**Data rows:**

* * * * *

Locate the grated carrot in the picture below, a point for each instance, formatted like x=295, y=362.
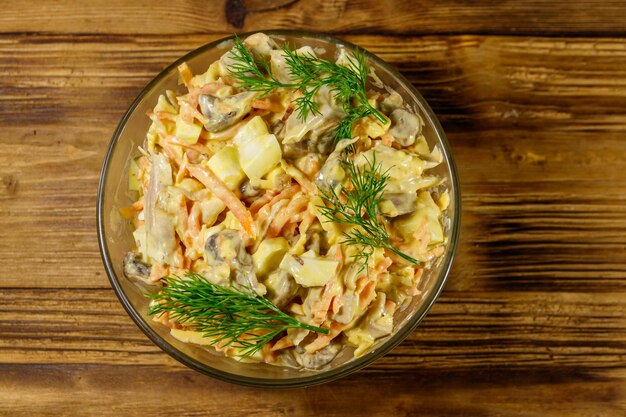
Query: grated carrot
x=219, y=189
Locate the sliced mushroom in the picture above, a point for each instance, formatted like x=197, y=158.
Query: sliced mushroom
x=226, y=247
x=260, y=45
x=397, y=204
x=318, y=359
x=134, y=268
x=405, y=126
x=225, y=112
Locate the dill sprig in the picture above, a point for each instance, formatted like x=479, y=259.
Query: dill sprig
x=309, y=74
x=227, y=316
x=253, y=74
x=358, y=205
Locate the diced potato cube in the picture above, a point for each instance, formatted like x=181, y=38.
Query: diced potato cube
x=427, y=212
x=309, y=272
x=187, y=132
x=163, y=105
x=259, y=151
x=225, y=165
x=261, y=156
x=269, y=254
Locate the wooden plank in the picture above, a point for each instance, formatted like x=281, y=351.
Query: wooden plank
x=464, y=330
x=536, y=124
x=559, y=17
x=54, y=390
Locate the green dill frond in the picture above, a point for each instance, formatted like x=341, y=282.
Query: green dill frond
x=226, y=316
x=358, y=205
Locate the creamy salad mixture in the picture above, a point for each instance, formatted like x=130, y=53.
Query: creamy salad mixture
x=247, y=182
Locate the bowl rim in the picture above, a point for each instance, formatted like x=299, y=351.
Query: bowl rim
x=323, y=376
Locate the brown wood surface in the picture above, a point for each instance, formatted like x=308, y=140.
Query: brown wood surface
x=532, y=95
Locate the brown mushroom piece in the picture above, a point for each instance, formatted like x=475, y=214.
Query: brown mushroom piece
x=281, y=288
x=226, y=247
x=225, y=112
x=405, y=126
x=135, y=269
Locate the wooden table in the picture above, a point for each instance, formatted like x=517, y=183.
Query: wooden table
x=532, y=95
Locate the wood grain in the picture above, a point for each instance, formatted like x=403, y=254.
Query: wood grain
x=557, y=17
x=131, y=390
x=533, y=318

* * * * *

**Goal:** Convert every line of the rows above into a Markdown table with the columns Number and Line, skipping blank lines and leaving the pictures out.

**Complete output:**
| Number | Line |
|---|---|
| 1 | Locate the grated carrot in the picture below, a point for each instance, formatted like x=295, y=362. |
| 2 | Query: grated carrot |
| 3 | x=219, y=189 |
| 4 | Locate the sliced mushroom in the picture above, a point for each instance, formatted like x=197, y=158. |
| 5 | Query: sliced mushroom |
| 6 | x=226, y=247 |
| 7 | x=260, y=45 |
| 8 | x=397, y=204 |
| 9 | x=318, y=359 |
| 10 | x=134, y=268 |
| 11 | x=405, y=126 |
| 12 | x=225, y=112 |
| 13 | Locate the dill sprig in the picture above, a point for each instance, formatted like x=479, y=259. |
| 14 | Query: dill sprig |
| 15 | x=309, y=74 |
| 16 | x=227, y=316 |
| 17 | x=253, y=74 |
| 18 | x=358, y=205 |
| 19 | Locate the diced potato cube in the picture above, a point for each instance, formatted like x=181, y=38. |
| 20 | Query: diced potato cube |
| 21 | x=427, y=212 |
| 22 | x=309, y=272 |
| 23 | x=187, y=132 |
| 24 | x=163, y=105 |
| 25 | x=259, y=151 |
| 26 | x=225, y=165 |
| 27 | x=261, y=156 |
| 28 | x=269, y=254 |
| 29 | Locate the wooden plank in the picture above, a point for each instance, formatted like x=281, y=351. |
| 30 | Query: wooden plank |
| 31 | x=464, y=330 |
| 32 | x=536, y=124 |
| 33 | x=559, y=17 |
| 34 | x=54, y=390 |
| 35 | Locate the green dill frond in the picture above, a point for each instance, formatted like x=341, y=282. |
| 36 | Query: green dill frond |
| 37 | x=226, y=316 |
| 38 | x=358, y=205 |
| 39 | Locate the creamy salad mixture in the picture above, a point for each instance, formatted like x=130, y=53. |
| 40 | Query: creamy salad mixture |
| 41 | x=247, y=182 |
| 42 | Locate the bowl rim in the picture above, a point for each instance, formatted like x=299, y=351. |
| 43 | Query: bowl rim |
| 44 | x=323, y=376 |
| 45 | Locate the brown wood surface in the picture above, a point for each instance, formatted like x=308, y=140. |
| 46 | Query: brown wood surface |
| 47 | x=532, y=95 |
| 48 | Locate the brown mushroom piece in the picture above, a point for each instance, formatted like x=475, y=214. |
| 49 | Query: brown mushroom piece |
| 50 | x=281, y=288 |
| 51 | x=226, y=247 |
| 52 | x=225, y=112 |
| 53 | x=405, y=126 |
| 54 | x=135, y=269 |
| 55 | Locate the wooden table in the picture above, a point for each instance, formatted like x=517, y=183. |
| 56 | Query: wooden table |
| 57 | x=532, y=95 |
| 58 | Locate the wood grain in the picture above, a point for each instance, formatted like x=403, y=254. |
| 59 | Query: wood grain |
| 60 | x=557, y=17 |
| 61 | x=131, y=390 |
| 62 | x=533, y=318 |